(Data section)
++++++++++

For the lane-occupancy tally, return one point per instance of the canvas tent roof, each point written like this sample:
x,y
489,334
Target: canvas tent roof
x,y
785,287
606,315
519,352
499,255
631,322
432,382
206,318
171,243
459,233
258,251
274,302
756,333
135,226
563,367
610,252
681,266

++++++++++

Please return all of the entries exactly as they were given.

For the lane-occupancy tally, return one point per instance of the canvas tent roof, each point written like this sample:
x,y
489,334
Target: canvas tent roof
x,y
785,287
606,315
519,352
499,255
631,322
432,382
206,318
171,243
459,233
258,251
274,302
756,333
135,226
563,367
610,252
681,266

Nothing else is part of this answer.